Extracted text:
Figure 6: Lower bounds on $c_2$ and $c_4$ for $N_c=2$–10, as a function of coupling. The planar Padé curve provides the asymptotic $N_c \to\infty$ target.

Results and Physical Implications

Multipole Structure and Physics Across Coupling

The EEC morphs, as coupling is dialed from weak to strong, from a highly anisotropic event-shape (controlled by low-twist, high-spin single-trace exchanges, i.e., jetty OPE) to an almost isotropic event shape dominated by double-trace or “stringy” operators. The bootstrap bounds show this transition in the vanishing of higher multipoles and rise of the $c_2$ towards zero at self-dual and strong coupling.

Figure 7: Full EEC reconstruction at $g=0.2,0.3,0.4$ from inverted bootstrap and OPE data. Agreement with analytic expectations is observed at all angles.

Exercise requirements:
A) In the passage on EEC bootstrap bounds, what makes the event shape highly anisotropic at weak coupling and nearly isotropic at strong coupling? Answer in one to three sentences.
B) Do these statements agree with the passage on EEC bootstrap bounds? For each, answer yes or no and quote the deciding words of the passage. (i) The planar Padé curve gives the asymptotic target as $N_c \to\infty$. (ii) At strong coupling the EEC has a highly anisotropic event shape. (iii) The full EEC reconstruction disagrees with analytic expectations at some angles.
C) Resume the passage on EEC bootstrap bounds from the point where it stops.

Provided material:

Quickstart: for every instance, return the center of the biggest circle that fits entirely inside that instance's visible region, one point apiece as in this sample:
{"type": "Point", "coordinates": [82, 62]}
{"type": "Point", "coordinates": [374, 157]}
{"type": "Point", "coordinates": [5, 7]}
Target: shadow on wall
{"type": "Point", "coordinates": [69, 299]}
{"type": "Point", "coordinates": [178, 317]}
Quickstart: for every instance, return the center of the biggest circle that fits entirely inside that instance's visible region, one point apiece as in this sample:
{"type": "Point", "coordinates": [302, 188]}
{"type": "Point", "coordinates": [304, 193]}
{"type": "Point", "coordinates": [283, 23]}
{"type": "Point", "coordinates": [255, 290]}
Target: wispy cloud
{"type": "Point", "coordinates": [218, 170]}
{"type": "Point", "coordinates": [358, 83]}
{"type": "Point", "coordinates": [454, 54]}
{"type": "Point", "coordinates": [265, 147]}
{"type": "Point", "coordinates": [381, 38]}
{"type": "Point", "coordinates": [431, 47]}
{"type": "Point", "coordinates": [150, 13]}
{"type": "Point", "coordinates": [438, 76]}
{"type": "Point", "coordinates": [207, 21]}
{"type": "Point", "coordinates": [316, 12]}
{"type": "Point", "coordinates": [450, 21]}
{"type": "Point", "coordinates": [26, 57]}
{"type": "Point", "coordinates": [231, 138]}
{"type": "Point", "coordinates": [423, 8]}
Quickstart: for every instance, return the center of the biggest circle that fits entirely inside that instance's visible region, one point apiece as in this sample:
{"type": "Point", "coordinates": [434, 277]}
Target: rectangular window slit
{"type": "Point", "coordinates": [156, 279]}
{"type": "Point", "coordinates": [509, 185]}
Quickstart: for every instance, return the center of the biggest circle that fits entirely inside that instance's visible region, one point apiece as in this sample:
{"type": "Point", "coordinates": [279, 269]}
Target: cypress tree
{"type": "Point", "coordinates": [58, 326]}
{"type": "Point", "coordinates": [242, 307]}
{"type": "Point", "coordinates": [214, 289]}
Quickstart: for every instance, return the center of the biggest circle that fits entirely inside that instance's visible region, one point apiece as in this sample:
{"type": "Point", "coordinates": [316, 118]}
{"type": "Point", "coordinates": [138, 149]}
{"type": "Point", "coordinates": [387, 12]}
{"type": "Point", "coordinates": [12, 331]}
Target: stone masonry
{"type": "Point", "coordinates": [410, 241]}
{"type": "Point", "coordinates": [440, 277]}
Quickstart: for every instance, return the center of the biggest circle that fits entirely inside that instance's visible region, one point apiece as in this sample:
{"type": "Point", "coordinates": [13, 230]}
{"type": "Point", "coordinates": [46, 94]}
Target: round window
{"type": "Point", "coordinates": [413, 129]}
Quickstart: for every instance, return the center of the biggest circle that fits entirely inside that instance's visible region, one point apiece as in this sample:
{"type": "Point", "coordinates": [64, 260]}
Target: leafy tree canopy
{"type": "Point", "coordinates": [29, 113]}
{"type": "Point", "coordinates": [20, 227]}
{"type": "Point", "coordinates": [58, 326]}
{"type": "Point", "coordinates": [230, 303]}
...
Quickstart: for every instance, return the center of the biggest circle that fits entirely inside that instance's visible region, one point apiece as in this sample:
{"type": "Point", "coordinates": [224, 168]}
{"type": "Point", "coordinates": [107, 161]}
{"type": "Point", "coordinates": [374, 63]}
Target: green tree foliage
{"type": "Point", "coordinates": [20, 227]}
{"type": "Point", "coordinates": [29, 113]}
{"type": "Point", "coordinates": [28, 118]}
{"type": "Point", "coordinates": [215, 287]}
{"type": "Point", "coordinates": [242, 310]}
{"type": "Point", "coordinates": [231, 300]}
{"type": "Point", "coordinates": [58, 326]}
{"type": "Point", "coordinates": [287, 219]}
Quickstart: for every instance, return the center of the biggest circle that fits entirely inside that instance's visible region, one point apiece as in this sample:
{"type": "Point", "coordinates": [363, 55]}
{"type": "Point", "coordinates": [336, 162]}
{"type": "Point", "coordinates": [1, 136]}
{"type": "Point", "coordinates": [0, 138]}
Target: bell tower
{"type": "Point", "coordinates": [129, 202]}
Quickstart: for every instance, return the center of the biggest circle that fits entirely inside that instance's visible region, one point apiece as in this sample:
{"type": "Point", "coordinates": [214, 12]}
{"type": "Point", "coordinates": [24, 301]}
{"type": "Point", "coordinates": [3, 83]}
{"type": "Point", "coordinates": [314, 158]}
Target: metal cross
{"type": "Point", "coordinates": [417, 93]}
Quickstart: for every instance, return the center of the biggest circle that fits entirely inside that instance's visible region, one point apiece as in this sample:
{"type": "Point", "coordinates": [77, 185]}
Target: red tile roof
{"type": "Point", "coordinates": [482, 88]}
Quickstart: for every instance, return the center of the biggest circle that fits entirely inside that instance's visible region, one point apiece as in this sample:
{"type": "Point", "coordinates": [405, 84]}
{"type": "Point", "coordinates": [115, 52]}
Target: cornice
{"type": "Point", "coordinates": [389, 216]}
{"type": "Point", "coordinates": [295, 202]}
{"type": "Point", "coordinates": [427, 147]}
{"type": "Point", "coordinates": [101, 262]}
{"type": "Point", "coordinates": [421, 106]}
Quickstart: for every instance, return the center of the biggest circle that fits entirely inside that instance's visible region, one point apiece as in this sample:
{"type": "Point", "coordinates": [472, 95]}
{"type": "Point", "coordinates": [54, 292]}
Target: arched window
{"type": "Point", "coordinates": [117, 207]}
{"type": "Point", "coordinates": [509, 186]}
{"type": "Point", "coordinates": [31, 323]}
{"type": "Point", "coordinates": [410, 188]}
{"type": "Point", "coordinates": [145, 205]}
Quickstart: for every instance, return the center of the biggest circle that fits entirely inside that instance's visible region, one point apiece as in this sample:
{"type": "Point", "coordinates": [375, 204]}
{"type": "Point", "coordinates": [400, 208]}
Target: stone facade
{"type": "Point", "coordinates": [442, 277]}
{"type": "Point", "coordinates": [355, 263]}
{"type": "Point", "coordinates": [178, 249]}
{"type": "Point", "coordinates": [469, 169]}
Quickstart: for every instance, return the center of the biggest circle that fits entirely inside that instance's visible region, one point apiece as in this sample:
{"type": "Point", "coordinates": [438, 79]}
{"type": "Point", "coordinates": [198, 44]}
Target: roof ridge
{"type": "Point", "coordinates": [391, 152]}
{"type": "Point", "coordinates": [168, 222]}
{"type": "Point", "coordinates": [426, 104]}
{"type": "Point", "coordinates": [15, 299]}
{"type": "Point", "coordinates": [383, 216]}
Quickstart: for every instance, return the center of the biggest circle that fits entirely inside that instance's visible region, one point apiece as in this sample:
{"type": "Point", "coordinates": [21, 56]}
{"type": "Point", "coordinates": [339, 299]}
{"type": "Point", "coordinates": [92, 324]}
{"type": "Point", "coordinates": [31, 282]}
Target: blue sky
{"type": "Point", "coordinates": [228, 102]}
* * *
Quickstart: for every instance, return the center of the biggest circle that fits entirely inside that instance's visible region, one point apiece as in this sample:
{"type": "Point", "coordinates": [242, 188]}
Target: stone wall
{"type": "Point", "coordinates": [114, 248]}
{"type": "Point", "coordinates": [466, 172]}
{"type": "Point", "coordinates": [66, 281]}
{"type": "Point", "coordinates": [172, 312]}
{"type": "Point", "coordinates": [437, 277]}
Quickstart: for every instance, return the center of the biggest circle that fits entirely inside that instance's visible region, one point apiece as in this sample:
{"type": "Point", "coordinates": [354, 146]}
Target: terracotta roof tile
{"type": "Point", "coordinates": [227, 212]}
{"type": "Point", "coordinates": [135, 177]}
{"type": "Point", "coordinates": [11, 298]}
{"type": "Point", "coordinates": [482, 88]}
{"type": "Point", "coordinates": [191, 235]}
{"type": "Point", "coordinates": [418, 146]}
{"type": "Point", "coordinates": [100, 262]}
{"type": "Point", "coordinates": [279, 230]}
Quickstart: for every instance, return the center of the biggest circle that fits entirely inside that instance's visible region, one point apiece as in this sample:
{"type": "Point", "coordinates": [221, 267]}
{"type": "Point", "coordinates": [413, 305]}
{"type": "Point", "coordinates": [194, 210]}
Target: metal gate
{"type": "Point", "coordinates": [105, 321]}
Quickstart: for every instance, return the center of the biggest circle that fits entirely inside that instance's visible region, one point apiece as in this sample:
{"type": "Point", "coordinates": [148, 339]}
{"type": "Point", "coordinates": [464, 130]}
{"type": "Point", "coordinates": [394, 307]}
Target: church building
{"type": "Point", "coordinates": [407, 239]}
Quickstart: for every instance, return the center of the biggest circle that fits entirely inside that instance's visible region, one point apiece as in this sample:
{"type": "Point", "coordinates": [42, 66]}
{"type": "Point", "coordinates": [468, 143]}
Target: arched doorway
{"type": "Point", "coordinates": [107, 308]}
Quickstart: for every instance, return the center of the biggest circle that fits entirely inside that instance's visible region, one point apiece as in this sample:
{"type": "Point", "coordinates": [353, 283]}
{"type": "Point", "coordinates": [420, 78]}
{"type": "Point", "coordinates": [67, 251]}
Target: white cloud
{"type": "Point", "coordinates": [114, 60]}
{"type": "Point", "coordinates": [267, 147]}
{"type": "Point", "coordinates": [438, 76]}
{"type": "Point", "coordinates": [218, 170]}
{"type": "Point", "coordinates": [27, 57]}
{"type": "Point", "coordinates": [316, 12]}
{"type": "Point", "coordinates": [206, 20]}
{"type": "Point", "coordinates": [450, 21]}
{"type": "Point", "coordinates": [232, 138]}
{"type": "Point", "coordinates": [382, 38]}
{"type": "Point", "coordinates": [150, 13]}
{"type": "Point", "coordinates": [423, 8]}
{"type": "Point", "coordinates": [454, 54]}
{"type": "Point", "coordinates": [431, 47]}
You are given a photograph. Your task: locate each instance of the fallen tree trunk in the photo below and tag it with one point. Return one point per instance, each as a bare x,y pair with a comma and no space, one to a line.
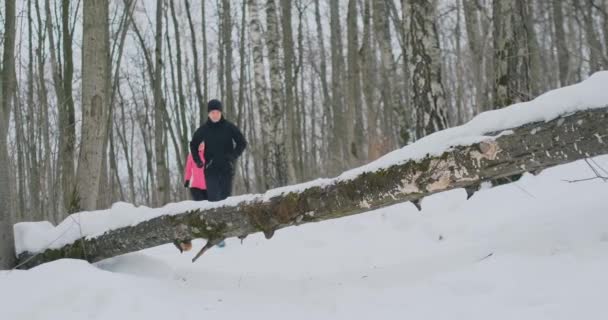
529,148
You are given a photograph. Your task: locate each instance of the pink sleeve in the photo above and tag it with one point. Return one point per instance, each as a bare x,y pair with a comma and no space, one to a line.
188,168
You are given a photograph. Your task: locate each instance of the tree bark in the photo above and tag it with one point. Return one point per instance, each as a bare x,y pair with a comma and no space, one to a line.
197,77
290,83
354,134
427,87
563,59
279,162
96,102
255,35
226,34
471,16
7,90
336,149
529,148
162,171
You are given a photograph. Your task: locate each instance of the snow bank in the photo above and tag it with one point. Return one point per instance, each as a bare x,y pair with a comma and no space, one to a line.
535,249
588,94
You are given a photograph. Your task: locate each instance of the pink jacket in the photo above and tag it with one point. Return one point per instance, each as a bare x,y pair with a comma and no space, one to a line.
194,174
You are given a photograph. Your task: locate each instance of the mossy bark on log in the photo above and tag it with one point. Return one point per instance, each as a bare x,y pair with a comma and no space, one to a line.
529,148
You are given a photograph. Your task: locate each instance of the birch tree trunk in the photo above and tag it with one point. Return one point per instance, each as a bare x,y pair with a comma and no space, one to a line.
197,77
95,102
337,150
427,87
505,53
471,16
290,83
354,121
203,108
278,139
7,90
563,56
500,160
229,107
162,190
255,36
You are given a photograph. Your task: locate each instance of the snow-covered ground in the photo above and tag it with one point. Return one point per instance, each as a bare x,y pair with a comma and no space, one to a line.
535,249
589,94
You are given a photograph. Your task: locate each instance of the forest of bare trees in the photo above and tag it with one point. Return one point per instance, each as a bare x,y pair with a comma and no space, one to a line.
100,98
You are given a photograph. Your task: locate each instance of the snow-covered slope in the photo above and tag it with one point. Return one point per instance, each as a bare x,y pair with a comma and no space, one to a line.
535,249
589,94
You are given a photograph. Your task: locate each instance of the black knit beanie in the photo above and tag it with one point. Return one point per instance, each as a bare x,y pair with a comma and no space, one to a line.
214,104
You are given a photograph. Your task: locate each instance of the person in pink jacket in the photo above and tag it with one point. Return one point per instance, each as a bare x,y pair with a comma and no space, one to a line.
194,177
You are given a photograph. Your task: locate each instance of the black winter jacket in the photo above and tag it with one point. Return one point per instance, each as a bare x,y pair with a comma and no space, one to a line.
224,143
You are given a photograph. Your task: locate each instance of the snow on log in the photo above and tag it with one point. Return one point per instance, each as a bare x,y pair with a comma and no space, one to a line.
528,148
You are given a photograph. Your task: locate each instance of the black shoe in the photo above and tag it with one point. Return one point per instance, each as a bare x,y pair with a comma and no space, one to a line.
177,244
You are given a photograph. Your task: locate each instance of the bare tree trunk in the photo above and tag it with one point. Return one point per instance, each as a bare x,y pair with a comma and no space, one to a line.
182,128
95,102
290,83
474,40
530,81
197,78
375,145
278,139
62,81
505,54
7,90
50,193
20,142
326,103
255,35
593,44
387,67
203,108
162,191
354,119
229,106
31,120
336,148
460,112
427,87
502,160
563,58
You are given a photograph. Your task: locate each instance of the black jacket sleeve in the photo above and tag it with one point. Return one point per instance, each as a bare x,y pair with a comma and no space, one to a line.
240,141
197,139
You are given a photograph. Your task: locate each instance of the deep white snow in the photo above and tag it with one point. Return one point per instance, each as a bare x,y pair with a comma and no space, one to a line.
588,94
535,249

Replies:
A) At weak coupling, low-twist, high-spin single-trace exchanges (the jetty OPE) control the EEC, so the event shape is highly anisotropic. At strong coupling, double-trace or "stringy" operators dominate, so the shape becomes almost isotropic.

B)
(i) Yes: "The planar Padé curve provides the asymptotic $N_c \to\infty$ target."
(ii) No: "to an almost isotropic event shape dominated by double-trace or “stringy” operators."
(iii) No: "Agreement with analytic expectations is observed at all angles."

C)
Saturation and Analytic Control

The numeric bounds are shown to be nearly saturated by the analytic superpositions of perturbative and holographic results (i.e., the Padé models). At finite $N_c$, saturation is observed for even $c_s$ bounds; odd multipoles and smeared EEC remain less sharp, indicating the need for further advances in methods or theory for odd-spin constraints.

Figure 8: Convergence of upper/lower bounds for $c_2$ as the number of dispersive sum rule functionals is increased—in the planar bootstrap these bounds are tight and robust.

Theoretical and Phenomenological Outlook

This work provides a comprehensive, nonperturbative description of the EEC in $\mathcal{N}=4$ SYM for any coupling and any gauge group rank. The numerical and analytic frameworks constitute a blueprint for treating collider observables in general CFTs (e.g., adapting to QCD, ABJM, or 3d Ising), and highlight the power of integrating dispersive CFTs methods, localization constraints, and integrability with Lorentzian bootstraps.

The analytic structure elucidated here (including the dispersive inversion and the explicit identification of operator families dominating different angular/coupling regimes) indicates future applications for multi-particle collider observables, energy flow in general heavy operator sectors, and potentially for the rigorous construction of flat-space S-matrix limits in strongly coupled holographic CFTs.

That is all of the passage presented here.